[EXCERPT]
# Kool ways to mark your golf ball



## Graham

i was just wonderin if neone had a sweet way to mark your ball other than the standard dot


----------



## stevel1017

I don't, but a guy I played with marked his with the meteorlogical symbol of a hurricane


----------



## 300Yards

I never really mark mine..but I have wondered if putting a face of someone I REALLY hate on the ball, would inprove my drives any..


----------



## Graham

nice thats a good idea i wonder if theres a way to put n actual pic on a golf ball


----------



## Topflite_d2

Graham said:


> i was just wonderin if neone had a sweet way to mark your ball other than the standard dot


Just get them pretty pink golf balls. Just kidding, I usually don't mark my golf balls. I usually go by myself but if I go with someone I use a different brand. Although for fun I drew an awesome looking spiderweb on the side of one golf ball. Also I am thinking about writing my ATV racing team name "Team Blackout" on all of mine.


----------



## Graham

sweet iv always wanted pink golf balls jm but how bout ideas for tournys


----------



## Topflite_d2

Use some Top Flite's anyone at the tourny probably wouldn't use Top Flite's.


----------



## Foster4

Well i mean everyone has there own unique way to mark there ball from smilies to letting there kids write on them etc....Come up with your own mark so it feels good cuz its something that you did not just some random guy on here giving you an idea. Make it original, almost like a nick name type thing make it yours. 


Well i had to edit, didn't wanna tell you my mark i don't want you using it lol


----------



## cbwheeler

I don't usually mark my balls either. Sometimes I'll draw a line on them if they don't have alignment arrows for putting already. Marks just annoy me.

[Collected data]
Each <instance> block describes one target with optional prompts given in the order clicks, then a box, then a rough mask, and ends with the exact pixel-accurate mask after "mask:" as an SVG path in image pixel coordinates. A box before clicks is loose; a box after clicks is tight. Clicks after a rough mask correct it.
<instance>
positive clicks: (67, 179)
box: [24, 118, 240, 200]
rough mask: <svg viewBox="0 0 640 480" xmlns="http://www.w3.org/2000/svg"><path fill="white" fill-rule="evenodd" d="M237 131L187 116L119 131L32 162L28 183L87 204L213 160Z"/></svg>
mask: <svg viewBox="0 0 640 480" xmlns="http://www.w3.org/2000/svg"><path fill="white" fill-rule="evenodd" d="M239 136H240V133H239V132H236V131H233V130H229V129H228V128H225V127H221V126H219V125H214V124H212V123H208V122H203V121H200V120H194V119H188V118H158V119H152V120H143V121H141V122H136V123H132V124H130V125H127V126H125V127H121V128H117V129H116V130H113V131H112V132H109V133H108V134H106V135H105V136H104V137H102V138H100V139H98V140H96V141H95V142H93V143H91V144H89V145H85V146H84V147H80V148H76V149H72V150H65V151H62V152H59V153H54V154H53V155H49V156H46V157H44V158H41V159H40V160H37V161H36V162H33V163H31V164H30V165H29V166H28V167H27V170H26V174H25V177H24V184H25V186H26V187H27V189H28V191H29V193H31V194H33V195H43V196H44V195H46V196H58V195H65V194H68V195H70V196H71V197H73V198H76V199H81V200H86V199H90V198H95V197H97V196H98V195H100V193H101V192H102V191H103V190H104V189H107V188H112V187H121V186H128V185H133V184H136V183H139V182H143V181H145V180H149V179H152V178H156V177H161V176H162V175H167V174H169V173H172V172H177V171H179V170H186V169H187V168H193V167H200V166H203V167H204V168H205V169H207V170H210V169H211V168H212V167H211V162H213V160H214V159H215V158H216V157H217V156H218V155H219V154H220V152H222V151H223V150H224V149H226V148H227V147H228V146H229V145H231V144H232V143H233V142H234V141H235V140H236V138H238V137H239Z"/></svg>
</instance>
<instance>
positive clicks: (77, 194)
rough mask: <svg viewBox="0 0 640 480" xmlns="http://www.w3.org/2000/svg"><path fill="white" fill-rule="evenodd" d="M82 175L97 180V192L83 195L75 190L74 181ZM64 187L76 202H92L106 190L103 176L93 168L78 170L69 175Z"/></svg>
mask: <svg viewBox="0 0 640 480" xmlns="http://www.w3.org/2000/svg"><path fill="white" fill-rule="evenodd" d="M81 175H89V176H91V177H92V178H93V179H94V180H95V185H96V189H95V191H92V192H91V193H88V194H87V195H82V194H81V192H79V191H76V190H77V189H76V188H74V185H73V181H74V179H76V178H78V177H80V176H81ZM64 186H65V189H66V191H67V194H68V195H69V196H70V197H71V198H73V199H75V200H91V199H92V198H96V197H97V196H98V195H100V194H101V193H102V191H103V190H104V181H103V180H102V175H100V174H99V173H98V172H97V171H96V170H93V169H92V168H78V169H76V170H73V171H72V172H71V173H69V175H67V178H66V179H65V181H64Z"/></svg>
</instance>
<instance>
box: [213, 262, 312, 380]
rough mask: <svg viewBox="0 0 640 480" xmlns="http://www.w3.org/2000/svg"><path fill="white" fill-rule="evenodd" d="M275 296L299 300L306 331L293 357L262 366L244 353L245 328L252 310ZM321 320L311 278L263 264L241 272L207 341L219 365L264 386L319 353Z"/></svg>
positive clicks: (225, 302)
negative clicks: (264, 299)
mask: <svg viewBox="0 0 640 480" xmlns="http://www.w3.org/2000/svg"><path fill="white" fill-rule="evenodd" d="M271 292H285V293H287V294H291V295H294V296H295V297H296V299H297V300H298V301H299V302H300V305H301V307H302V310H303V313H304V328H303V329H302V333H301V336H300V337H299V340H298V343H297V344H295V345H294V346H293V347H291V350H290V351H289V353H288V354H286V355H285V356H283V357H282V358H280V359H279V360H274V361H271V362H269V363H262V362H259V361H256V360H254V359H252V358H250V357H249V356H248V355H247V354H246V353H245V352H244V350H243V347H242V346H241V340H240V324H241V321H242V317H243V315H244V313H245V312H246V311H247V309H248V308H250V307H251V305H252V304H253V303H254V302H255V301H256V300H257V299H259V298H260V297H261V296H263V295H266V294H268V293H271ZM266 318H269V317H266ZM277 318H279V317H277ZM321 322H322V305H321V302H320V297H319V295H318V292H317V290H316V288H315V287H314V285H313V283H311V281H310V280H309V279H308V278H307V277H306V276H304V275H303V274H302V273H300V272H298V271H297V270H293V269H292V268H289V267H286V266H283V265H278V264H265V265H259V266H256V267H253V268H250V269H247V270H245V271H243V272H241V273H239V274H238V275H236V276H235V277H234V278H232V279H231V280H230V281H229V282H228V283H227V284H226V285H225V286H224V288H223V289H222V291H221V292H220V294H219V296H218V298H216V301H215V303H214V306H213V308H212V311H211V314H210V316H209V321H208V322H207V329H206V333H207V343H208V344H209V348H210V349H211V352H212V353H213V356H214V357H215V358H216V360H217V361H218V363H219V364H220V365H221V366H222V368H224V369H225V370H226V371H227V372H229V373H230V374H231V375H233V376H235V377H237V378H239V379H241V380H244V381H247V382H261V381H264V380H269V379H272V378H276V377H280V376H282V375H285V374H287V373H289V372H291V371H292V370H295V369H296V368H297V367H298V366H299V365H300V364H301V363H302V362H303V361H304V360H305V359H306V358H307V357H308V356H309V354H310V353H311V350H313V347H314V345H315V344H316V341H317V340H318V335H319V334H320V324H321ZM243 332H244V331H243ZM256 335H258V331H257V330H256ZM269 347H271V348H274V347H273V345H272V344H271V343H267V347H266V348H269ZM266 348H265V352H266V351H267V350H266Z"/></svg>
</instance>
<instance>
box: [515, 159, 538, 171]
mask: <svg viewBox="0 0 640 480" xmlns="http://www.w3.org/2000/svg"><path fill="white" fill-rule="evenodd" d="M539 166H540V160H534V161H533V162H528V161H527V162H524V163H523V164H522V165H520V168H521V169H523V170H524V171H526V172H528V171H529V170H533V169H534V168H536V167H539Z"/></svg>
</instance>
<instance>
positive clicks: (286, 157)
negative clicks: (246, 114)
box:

[WORK ORDER A]
In the golf ball thread, what name does Topflite_d2 consider writing on all of their golf balls?
[WORK ORDER B]
Select every line of the entries that contains the string "negative". Case counts.

[ANSWER AREA A]
"Team Blackout," the name of their ATV racing team.

[ANSWER AREA B]
negative clicks: (264, 299)
negative clicks: (246, 114)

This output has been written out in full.